Written instruction:
Write out every one of the records below line for line, changing nothing.

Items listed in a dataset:
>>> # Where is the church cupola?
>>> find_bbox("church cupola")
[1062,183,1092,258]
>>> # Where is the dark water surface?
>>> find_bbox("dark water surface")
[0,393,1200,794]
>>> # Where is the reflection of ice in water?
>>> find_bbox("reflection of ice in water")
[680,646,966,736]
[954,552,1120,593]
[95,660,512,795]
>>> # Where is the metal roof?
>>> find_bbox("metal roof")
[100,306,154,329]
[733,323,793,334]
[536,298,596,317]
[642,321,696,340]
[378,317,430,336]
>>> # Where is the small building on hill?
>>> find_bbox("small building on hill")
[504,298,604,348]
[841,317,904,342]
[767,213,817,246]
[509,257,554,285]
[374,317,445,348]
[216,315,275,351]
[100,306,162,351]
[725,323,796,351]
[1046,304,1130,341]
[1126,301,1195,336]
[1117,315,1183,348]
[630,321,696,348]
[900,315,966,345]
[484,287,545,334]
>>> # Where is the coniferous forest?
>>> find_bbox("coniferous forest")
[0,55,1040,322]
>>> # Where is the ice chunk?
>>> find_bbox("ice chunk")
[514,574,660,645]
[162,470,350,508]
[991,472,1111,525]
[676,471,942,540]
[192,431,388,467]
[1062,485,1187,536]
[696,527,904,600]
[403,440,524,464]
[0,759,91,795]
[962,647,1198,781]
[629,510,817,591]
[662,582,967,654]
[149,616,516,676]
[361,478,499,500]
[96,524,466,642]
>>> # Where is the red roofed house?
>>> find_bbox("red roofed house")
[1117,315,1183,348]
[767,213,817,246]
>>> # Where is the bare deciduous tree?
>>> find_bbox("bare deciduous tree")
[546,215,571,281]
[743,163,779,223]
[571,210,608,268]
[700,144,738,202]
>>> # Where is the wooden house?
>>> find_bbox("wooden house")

Response below:
>>> # Where is the church cupola?
>>> find_bbox("church cupola")
[1062,183,1092,258]
>>> # Where is the dark water surface?
>>> find_bbox("dark water surface")
[0,393,1200,794]
>>> # Where is the reflection of ice in water?
>>> find_bbox("reflection of ice in water")
[680,646,966,736]
[954,552,1120,593]
[95,660,512,795]
>>> # Where is the metal roof?
>>> find_bbox("metal roof")
[100,306,154,329]
[733,323,793,334]
[536,298,596,317]
[642,321,696,340]
[378,317,430,336]
>>> # Where is the small building on hill?
>>> find_bbox("small building on hill")
[504,298,604,348]
[841,317,904,342]
[767,213,817,246]
[509,257,554,285]
[374,317,445,348]
[216,315,275,351]
[100,306,162,351]
[725,323,796,351]
[1046,304,1130,341]
[1126,301,1195,336]
[1117,315,1183,348]
[630,321,696,348]
[900,315,966,345]
[484,287,545,334]
>>> # Where is the coniferous forest?
>>> find_bbox("coniferous forest")
[0,55,1040,322]
>>> # Where is the ice chunk?
>>> find_bbox("ice chunk")
[514,574,660,645]
[162,470,350,508]
[991,472,1111,525]
[676,471,942,540]
[192,431,388,467]
[1062,485,1187,536]
[696,527,904,600]
[403,440,524,464]
[0,759,91,795]
[962,647,1198,781]
[629,510,817,591]
[662,582,967,654]
[149,616,516,676]
[361,478,499,500]
[96,524,466,642]
>>> # Where is the red roofed house?
>>> find_bbox("red roofed house")
[1117,315,1183,348]
[767,213,817,246]
>>> # Where is the bare deciduous tree?
>>> find_bbox("bare deciduous tree")
[546,215,571,281]
[743,163,779,223]
[571,210,608,268]
[700,144,738,202]
>>> # Where is the wooden house?
>>> find_bbox("wooden house")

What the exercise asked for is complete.